*Objective*
Copy each of the lines below word for word, with nothing changed.
------ Task material
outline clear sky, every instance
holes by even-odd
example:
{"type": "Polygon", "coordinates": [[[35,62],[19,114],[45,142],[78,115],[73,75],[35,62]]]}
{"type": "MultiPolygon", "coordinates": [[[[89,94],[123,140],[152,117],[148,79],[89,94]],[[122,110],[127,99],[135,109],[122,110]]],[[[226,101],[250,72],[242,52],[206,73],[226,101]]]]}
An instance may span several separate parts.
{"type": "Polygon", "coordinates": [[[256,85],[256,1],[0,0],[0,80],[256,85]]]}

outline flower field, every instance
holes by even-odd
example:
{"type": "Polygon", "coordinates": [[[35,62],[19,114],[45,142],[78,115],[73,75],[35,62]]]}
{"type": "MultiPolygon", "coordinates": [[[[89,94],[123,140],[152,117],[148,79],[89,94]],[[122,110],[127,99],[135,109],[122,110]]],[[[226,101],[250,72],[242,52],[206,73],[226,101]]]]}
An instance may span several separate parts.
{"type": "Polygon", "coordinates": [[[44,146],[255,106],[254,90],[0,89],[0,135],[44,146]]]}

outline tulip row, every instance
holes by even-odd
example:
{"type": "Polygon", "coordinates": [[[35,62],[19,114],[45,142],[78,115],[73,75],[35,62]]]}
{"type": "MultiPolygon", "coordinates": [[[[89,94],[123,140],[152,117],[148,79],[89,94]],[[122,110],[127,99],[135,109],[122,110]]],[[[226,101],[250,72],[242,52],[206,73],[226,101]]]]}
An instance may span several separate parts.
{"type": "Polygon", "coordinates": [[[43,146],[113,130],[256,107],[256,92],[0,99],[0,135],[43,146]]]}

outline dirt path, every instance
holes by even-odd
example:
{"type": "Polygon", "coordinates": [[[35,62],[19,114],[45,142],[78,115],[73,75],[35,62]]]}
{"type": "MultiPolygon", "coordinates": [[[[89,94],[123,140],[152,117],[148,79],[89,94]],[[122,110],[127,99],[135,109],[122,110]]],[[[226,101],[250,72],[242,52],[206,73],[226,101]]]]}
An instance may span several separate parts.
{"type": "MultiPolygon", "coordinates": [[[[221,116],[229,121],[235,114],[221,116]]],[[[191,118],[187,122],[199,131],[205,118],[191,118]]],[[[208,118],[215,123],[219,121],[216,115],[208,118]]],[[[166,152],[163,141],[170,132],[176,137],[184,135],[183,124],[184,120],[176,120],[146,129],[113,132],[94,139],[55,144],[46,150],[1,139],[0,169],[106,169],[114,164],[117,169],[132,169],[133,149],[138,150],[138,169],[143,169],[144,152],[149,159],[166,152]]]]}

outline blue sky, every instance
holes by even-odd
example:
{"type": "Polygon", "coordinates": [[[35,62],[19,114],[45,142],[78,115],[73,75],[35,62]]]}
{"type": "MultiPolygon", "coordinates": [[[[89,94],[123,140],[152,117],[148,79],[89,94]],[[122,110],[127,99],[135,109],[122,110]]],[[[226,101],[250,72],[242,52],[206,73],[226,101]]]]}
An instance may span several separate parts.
------------
*Task answer*
outline clear sky, every instance
holes by even-odd
example:
{"type": "Polygon", "coordinates": [[[35,62],[19,114],[45,142],[78,115],[73,75],[35,62]]]}
{"type": "MultiPolygon", "coordinates": [[[[89,94],[123,140],[152,117],[148,79],[89,94]],[[122,110],[127,99],[135,109],[122,110]]],[[[226,101],[250,72],[242,52],[206,73],[226,101]]]]}
An instance may span several separate parts.
{"type": "Polygon", "coordinates": [[[256,85],[256,1],[0,0],[0,80],[256,85]]]}

outline flower field, every instance
holes by even-odd
example:
{"type": "Polygon", "coordinates": [[[35,62],[19,114],[45,142],[78,115],[73,75],[35,62]]]}
{"type": "MultiPolygon", "coordinates": [[[[89,94],[123,140],[152,117],[148,79],[89,94]],[[122,110],[127,99],[135,109],[122,110]]],[[[226,101],[250,72],[242,52],[206,73],[226,101]]]]}
An instance may span several separate parts.
{"type": "Polygon", "coordinates": [[[44,146],[255,106],[254,90],[0,89],[0,135],[44,146]]]}

outline tulip row, every instance
holes by even-odd
example:
{"type": "Polygon", "coordinates": [[[35,62],[19,114],[45,142],[78,115],[73,75],[35,62]]]}
{"type": "MultiPolygon", "coordinates": [[[[89,94],[123,140],[152,117],[148,79],[89,94]],[[122,110],[127,99],[135,109],[122,110]]],[[[226,101],[250,72],[242,52],[206,73],[226,101]]]]}
An instance may span several separate parts.
{"type": "Polygon", "coordinates": [[[43,146],[113,130],[256,107],[256,92],[0,99],[0,135],[43,146]]]}

outline dirt path, every instance
holes by even-odd
example:
{"type": "Polygon", "coordinates": [[[35,62],[19,114],[45,142],[78,115],[73,75],[35,62]]]}
{"type": "MultiPolygon", "coordinates": [[[[89,94],[123,140],[152,117],[148,79],[89,94]],[[122,110],[127,99],[135,109],[122,110]]],[[[226,101],[250,72],[242,52],[206,73],[226,101]]]]}
An instance may span several separate parts.
{"type": "MultiPolygon", "coordinates": [[[[221,116],[229,121],[235,114],[221,116]]],[[[191,118],[187,122],[199,131],[205,118],[191,118]]],[[[208,118],[215,123],[219,121],[216,115],[208,118]]],[[[166,152],[163,141],[170,132],[176,137],[184,135],[183,124],[184,120],[176,120],[146,129],[113,132],[94,139],[55,144],[46,150],[1,139],[0,169],[106,169],[114,164],[117,169],[132,169],[133,149],[138,150],[138,169],[143,169],[144,152],[149,159],[166,152]]]]}

outline blue sky, every instance
holes by even-odd
example:
{"type": "Polygon", "coordinates": [[[35,62],[19,114],[45,142],[78,115],[73,75],[35,62]]]}
{"type": "MultiPolygon", "coordinates": [[[[89,94],[123,140],[152,117],[148,79],[89,94]],[[122,110],[127,99],[135,109],[122,110]]],[[[226,101],[250,72],[242,52],[206,73],[226,101]]]]}
An instance may span several separate parts.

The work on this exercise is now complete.